**What is required:**
Copy out the listing below word for word, leaving every line unchanged.

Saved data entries
-------
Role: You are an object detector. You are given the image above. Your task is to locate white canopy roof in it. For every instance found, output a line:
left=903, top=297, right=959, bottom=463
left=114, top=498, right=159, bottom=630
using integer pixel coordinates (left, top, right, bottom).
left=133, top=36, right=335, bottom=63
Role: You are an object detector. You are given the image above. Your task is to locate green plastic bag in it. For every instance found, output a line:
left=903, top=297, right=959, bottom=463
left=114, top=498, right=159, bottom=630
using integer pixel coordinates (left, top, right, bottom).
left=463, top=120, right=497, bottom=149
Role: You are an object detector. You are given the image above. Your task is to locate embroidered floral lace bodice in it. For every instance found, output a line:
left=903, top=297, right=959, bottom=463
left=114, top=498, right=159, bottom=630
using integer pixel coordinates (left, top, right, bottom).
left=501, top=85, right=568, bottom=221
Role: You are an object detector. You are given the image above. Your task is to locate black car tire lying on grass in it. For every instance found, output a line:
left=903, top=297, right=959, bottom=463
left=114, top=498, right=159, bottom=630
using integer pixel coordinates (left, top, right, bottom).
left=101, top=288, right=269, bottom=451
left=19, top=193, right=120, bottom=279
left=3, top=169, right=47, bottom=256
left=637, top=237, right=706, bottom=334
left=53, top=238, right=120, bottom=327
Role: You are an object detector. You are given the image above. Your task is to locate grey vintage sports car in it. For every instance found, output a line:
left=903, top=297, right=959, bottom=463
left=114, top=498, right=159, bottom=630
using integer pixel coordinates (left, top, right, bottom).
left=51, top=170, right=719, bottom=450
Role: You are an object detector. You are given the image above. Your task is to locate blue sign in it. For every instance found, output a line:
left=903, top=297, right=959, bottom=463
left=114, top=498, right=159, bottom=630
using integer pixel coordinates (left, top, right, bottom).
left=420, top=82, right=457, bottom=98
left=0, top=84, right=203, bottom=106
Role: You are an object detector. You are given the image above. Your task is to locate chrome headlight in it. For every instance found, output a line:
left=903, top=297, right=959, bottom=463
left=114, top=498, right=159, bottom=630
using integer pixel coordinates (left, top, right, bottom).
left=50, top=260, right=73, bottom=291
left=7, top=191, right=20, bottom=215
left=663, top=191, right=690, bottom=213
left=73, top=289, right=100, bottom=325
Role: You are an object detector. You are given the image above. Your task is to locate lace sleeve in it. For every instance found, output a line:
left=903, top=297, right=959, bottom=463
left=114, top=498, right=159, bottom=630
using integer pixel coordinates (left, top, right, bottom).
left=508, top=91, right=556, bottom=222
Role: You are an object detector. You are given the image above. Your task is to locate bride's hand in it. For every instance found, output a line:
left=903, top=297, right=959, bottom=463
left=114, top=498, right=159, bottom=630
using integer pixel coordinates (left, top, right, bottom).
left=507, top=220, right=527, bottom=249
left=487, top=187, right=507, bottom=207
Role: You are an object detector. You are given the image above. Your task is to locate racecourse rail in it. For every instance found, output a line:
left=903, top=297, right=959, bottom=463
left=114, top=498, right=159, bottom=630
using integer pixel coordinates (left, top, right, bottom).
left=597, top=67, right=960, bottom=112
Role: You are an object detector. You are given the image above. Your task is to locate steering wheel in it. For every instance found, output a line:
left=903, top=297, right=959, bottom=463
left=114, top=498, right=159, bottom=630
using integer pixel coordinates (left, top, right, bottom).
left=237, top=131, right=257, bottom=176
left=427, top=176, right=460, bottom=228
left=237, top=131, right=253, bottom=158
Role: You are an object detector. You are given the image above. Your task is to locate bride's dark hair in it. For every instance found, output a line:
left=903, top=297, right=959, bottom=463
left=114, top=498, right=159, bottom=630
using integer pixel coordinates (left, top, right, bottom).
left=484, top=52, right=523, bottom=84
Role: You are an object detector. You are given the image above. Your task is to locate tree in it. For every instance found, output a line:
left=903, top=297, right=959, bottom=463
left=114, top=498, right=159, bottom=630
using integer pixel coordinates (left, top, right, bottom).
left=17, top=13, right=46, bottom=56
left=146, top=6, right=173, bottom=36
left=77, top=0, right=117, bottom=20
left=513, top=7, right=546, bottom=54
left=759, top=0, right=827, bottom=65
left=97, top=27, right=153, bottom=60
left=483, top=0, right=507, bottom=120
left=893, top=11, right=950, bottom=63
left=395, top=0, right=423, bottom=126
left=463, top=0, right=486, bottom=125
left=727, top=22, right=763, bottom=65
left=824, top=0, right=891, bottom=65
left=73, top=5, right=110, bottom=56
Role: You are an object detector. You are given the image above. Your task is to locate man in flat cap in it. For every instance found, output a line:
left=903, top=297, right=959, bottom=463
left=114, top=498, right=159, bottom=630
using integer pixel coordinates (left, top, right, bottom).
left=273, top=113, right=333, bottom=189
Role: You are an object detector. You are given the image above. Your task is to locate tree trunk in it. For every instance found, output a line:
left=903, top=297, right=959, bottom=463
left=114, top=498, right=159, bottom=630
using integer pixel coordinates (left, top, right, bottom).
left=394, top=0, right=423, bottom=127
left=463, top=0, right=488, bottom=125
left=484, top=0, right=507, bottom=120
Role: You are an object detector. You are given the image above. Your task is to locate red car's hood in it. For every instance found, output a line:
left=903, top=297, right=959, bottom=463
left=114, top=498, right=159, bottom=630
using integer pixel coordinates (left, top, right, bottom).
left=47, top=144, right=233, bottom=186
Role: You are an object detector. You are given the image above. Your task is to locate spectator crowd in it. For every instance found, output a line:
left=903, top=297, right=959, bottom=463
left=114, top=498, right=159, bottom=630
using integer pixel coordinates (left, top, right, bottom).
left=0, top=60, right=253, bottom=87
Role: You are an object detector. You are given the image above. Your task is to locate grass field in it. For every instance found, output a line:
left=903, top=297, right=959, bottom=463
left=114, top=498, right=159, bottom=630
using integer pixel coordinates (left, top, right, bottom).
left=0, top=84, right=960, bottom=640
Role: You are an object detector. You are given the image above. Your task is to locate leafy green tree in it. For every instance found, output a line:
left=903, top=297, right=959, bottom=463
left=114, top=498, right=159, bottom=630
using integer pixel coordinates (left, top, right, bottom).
-------
**Answer to this task:**
Role: You are an object detector. You are given the image above. Your task is to locate white canopy roof in it. For every instance found, output a line:
left=903, top=297, right=959, bottom=463
left=114, top=498, right=159, bottom=630
using integer pixel coordinates (left, top, right, bottom).
left=133, top=36, right=335, bottom=63
Role: You are an object detector. You are given the image above. Your task is to locate green plastic bag in it. For every instance found, output a line:
left=903, top=297, right=959, bottom=463
left=114, top=498, right=159, bottom=630
using integer pixel coordinates (left, top, right, bottom).
left=463, top=120, right=497, bottom=149
Role: You are an object detector. You are given the image above. Your task is to locate embroidered floral lace bodice in it. For every instance found, output a line:
left=903, top=297, right=959, bottom=463
left=114, top=498, right=159, bottom=630
using integer pixel coordinates (left, top, right, bottom).
left=501, top=85, right=568, bottom=221
Role: You are an object detector. You are given the image above. Your task is to locate black car tire lying on grass in it. For every instance found, output a line:
left=903, top=297, right=959, bottom=463
left=114, top=498, right=159, bottom=630
using integer pixel coordinates (left, top, right, bottom).
left=101, top=288, right=269, bottom=451
left=19, top=193, right=120, bottom=279
left=3, top=169, right=47, bottom=256
left=637, top=237, right=706, bottom=334
left=53, top=238, right=120, bottom=327
Role: You are an object detector. You are given the image above. Your task is to locate grey vintage sports car in it. For every instance found, output a line:
left=903, top=297, right=959, bottom=463
left=114, top=498, right=159, bottom=630
using integer pixel coordinates (left, top, right, bottom).
left=51, top=170, right=719, bottom=450
Role: You are an object detector. You are given the image above. Your task is to locate blue sign in it. For every instance found, output a line:
left=903, top=297, right=959, bottom=463
left=114, top=498, right=159, bottom=630
using integer pixel coordinates (left, top, right, bottom).
left=420, top=82, right=457, bottom=98
left=0, top=84, right=203, bottom=106
Role: You are an object detector. You are given the image above. Your task is to locate chrome headlight in it. For every instance found, output a line:
left=903, top=297, right=959, bottom=463
left=114, top=498, right=159, bottom=630
using integer pixel coordinates (left, top, right, bottom).
left=50, top=260, right=73, bottom=291
left=7, top=191, right=20, bottom=215
left=663, top=191, right=690, bottom=213
left=73, top=289, right=100, bottom=325
Role: You are an object detector. You are given the image above. Your task is to locate lace sleeve in it. For every instance found, output a line:
left=903, top=297, right=959, bottom=463
left=114, top=498, right=159, bottom=630
using integer pixel coordinates (left, top, right, bottom).
left=508, top=91, right=556, bottom=222
Role: You are an object detector. You are given the image above. Your task is to locate bride's hand in it. For every instance found, output a line:
left=903, top=297, right=959, bottom=463
left=114, top=498, right=159, bottom=630
using integer pixel coordinates (left, top, right, bottom).
left=507, top=220, right=527, bottom=249
left=487, top=187, right=507, bottom=207
Role: You are an object detector. You are given the image above. Your task is to locate racecourse rail in it. For every instance found, output a line:
left=903, top=297, right=959, bottom=463
left=114, top=498, right=159, bottom=630
using integer pixel coordinates (left, top, right, bottom).
left=597, top=67, right=960, bottom=112
Role: You are an object detector. You are given the image above. Your task is to locate steering wheel in it. For every instance found, output a line:
left=903, top=297, right=959, bottom=463
left=114, top=498, right=159, bottom=630
using integer pixel coordinates (left, top, right, bottom).
left=237, top=131, right=257, bottom=176
left=427, top=176, right=460, bottom=228
left=237, top=131, right=253, bottom=158
Role: You are an object detector. You are given the image above. Your task is to locate bride's dark hair in it. For every instance found, output a line:
left=903, top=297, right=959, bottom=463
left=114, top=498, right=159, bottom=630
using integer pixel coordinates (left, top, right, bottom).
left=484, top=52, right=523, bottom=84
Role: You are an object detector. You are given the image above. Your task is to locate tree in it. For every instance found, output a line:
left=903, top=297, right=959, bottom=463
left=114, top=498, right=159, bottom=630
using integer pixel coordinates (left, top, right, bottom).
left=17, top=13, right=46, bottom=56
left=146, top=6, right=173, bottom=36
left=77, top=0, right=117, bottom=20
left=513, top=7, right=546, bottom=54
left=759, top=0, right=827, bottom=65
left=97, top=27, right=153, bottom=60
left=483, top=0, right=507, bottom=120
left=893, top=11, right=950, bottom=63
left=395, top=0, right=423, bottom=126
left=463, top=0, right=486, bottom=125
left=727, top=22, right=763, bottom=65
left=824, top=0, right=891, bottom=65
left=73, top=5, right=110, bottom=56
Role: You are an object detector. You are given the image above. Your task is to locate man in flat cap in it. For every instance found, output a line:
left=903, top=297, right=959, bottom=463
left=114, top=498, right=159, bottom=630
using integer pixel coordinates (left, top, right, bottom).
left=273, top=113, right=333, bottom=189
Role: You are an object detector. You are given the image above. Your task is to locate tree trunk in it. For every instance found, output a line:
left=903, top=297, right=959, bottom=463
left=114, top=498, right=159, bottom=630
using integer pixel coordinates (left, top, right, bottom).
left=394, top=0, right=423, bottom=127
left=463, top=0, right=488, bottom=125
left=484, top=0, right=507, bottom=120
Role: You are an object detector. You are given the image above. Your task is to locate red car's hood in it. For every instance found, output a line:
left=903, top=297, right=959, bottom=463
left=114, top=498, right=159, bottom=630
using integer pixel coordinates (left, top, right, bottom).
left=47, top=144, right=233, bottom=186
Role: You are an object detector. You are given the image above. Your task is to locate spectator crowd in it. For every instance found, output a line:
left=903, top=297, right=959, bottom=463
left=114, top=498, right=159, bottom=630
using integer pixel coordinates (left, top, right, bottom).
left=0, top=60, right=253, bottom=87
Role: You are an object detector. You are given the image above. Your task is to locate grass field in it. For every instance found, output a line:
left=903, top=297, right=959, bottom=463
left=114, top=498, right=159, bottom=630
using integer pixel coordinates (left, top, right, bottom).
left=0, top=84, right=960, bottom=640
Role: You are an object detector. You are given the image above. Your task is to locate leafy green tree in it. For every instance found, output a line:
left=903, top=297, right=959, bottom=463
left=114, top=498, right=159, bottom=630
using integer pixel coordinates (left, top, right, bottom).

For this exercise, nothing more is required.